**Written instruction 1**
In the ltl2tgba text, change "option" to "flag" and write out the part from "Clearly this is" to "be slightly bigger.".
**Written instruction 2**
According to the ltl2tgba text, which option produces a traditional Büchi automaton with state-based acceptance?
**Written instruction 3**
Resume the ltl2tgba text after its final sentence.

**Given text**
- - -
Clearly this is automaton benefits from the transition-based
acceptance.  If we want a traditional Büchi automaton, with
state-based acceptance, we only need to add the =-B= option.  The
result will of course be slightly bigger.

#+BEGIN_SRC sh :results verbatim :exports code
ltl2tgba -BD -x sat-minimize "GF(a <-> XXb)"
#+END_SRC
#+RESULTS:
#+begin_example
digraph G {
  0 [label="", style=invis, height=0]
  0 -> 1
  1 [label="1", peripheries=2]
  1 -> 2 [label="!a\n{Acc[1]}"]
  1 -> 3 [label="a & !b\n{Acc[1]}"]
  1 -> 4 [label="a & b\n{Acc[1]}"]
  2 [label="2", peripheries=2]
  2 -> 1 [label="!b & !a\n{Acc[1]}"]
  2 -> 4 [label="a\n{Acc[1]}"]
  2 -> 5 [label="b & !a\n{Acc[1]}"]
  3 [label="4"]
  3 -> 1 [label="a & b\n"]
  3 -> 2 [label="b & !a\n"]
  3 -> 3 [label="a & !b\n"]
  3 -> 6 [label="!b & !a\n"]
  4 [label="3"]
  4 -> 1 [label="!b\n"]
  4 -> 3 [label="a & b\n"]
  4 -> 6 [label="b & !a\n"]
  5 [label="6"]
  5 -> 1 [label="!b\n"]
  5 -> 4 [label="a & b\n"]
  5 -> 5 [label="b & !a\n"]
  6 [label="5"]
  6 -> 1 [label="a & b\n"]
  6 -> 2 [label="b & !a\n"]
  6 -> 4 [label="a & !b\n"]
  6 -> 5 [label="!b & !a\n"]
}
#+end_example

#+NAME: gfaexxb4
#+BEGIN_SRC sh :results verbatim :exports none
ltl2tgba -BD -x sat-minimize "GF(a <-> XXb)" | sed 's/\\/\\\\/'
#+END_SRC
#+RESULTS: gfaexxb4
#+begin_example
digraph G {
  0 [label="", style=invis, height=0]
  0 -> 1
  1 [label="1", peripheries=2]
  1 -> 1 [label="!b & !a\\n{Acc[1]}"]
  1 -> 2 [label="b & !a\\n{Acc[1]}"]
  1 -> 3 [label="a\\n{Acc[1]}"]
  2 [label="2"]
  2 -> 1 [label="!b & !a\\n"]
  2 -> 2 [label="b & !a\\n"]
  2 -> 3 [label="a & !b\\n"]
  2 -> 4 [label="a & b\\n"]
  3 [label="3", peripheries=2]
  3 -> 5 [label="!a\\n{Acc[1]}"]
  3 -> 6 [label="a\\n{Acc[1]}"]
  4 [label="5"]
  4 -> 1 [label="!b & !a\\n"]
  4 -> 5 [label="b & !a\\n"]
  4 -> 3 [label="a & !b\\n"]
  4 -> 6 [label="a & b\\n"]
  5 [label="4"]
  5 -> 1 [label="b & !a\\n"]
  5 -> 2 [label="!b & !a\\n"]
  5 -> 3 [label="a & b\\n"]
  5 -> 4 [label="a & !b\\n"]
  6 [label="6"]
  6 -> 1 [label="b & !a\\n"]
  6 -> 5 [label="!b & !a\\n"]
  6 -> 3 [label="a & b\\n"]
  6 -> 6 [label="a & !b\\n"]
}
#+end_example

#+BEGIN_SRC dot :file gfaexxb4.png :cmdline -Tpng :var txt=gfaexxb4 :exports results
$txt
#+END_SRC
#+RESULTS:
[[file:gfaexxb4.png]]


There are cases where =ltl2tgba='s =tba-det= algorithm fails to produce a deterministic automaton.
- - -
**Listed records**
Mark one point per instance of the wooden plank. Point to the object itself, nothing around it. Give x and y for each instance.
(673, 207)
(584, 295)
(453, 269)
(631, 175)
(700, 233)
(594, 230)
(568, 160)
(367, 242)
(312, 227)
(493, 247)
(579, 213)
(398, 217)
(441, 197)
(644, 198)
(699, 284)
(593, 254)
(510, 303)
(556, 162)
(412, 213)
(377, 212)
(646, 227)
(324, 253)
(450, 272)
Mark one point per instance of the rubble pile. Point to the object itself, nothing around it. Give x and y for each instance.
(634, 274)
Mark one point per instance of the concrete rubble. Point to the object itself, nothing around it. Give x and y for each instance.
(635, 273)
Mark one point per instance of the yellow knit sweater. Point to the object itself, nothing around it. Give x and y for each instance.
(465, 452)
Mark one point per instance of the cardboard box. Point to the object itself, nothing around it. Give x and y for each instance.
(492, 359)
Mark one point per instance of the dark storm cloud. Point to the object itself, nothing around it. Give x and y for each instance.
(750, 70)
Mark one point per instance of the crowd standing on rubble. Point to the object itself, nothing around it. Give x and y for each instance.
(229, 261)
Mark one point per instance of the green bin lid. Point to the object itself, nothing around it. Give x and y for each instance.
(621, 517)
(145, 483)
- - -
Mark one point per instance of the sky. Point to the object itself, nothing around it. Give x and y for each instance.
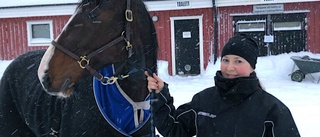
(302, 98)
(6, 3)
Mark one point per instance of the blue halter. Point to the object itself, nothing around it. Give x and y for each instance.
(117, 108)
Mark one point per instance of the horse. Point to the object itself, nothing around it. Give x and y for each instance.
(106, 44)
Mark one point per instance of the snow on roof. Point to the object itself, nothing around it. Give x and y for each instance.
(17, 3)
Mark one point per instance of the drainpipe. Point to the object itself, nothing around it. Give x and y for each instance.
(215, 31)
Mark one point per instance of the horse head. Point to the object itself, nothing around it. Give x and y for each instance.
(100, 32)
- - -
**Task response 1**
Clearly this is automaton benefits from the transition-based
acceptance.  If we want a traditional Büchi automaton, with
state-based acceptance, we only need to add the =-B= flag.  The
result will of course be slightly bigger.

**Task response 2**
The -B option.

**Task response 3**
In that case, SAT-based minimization is simply skipped.  For instance:

#+BEGIN_SRC sh :results verbatim :exports both
ltl2tgba -D -x sat-minimize "Ga R (F!b & (c U b))" --stats='states=%s, det=%d'
#+END_SRC
#+RESULTS:
: states=4, det=0

The question, of course, is whether there exist a deterministic
automaton for this formula, in other words: is this a recurrence
property?  There are two ways to answer this question using Spot (and
some help from [[http://www.ltl2dstar.de/][=ltl2dstar=]]).

The first is purely syntactic.  If a formula belongs to the class of
"syntactic recurrence formulas", it expresses a syntactic property.
(Of course there are formulas that expresses a syntactic properties
without being syntactic recurrences.)  [[file:ltlfilt.org][=ltlfilt=]] can be instructed to
print only formulas that are syntactic recurrences:

#+BEGIN_SRC sh :results verbatim :exports both
ltlfilt --syntactic-recurrence -f "Ga R (F!b & (c U b))"
#+END_SRC
#+RESULTS:
: Ga R (F!b & (c U b))

Since our input formula was output, it expresses a recurrence property.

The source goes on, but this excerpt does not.